**WHAT THE TASK REQUIRES**
The records below should be copied in full, exactly as shown.

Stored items
◆ ◆ ◆

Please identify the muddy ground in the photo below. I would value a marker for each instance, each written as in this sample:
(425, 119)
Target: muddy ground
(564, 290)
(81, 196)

◆ ◆ ◆

**FINISHED EXERCISE**
Please identify the muddy ground in the photo below. I would value a marker for each instance, each written as in this sample:
(425, 119)
Target: muddy ground
(564, 290)
(81, 196)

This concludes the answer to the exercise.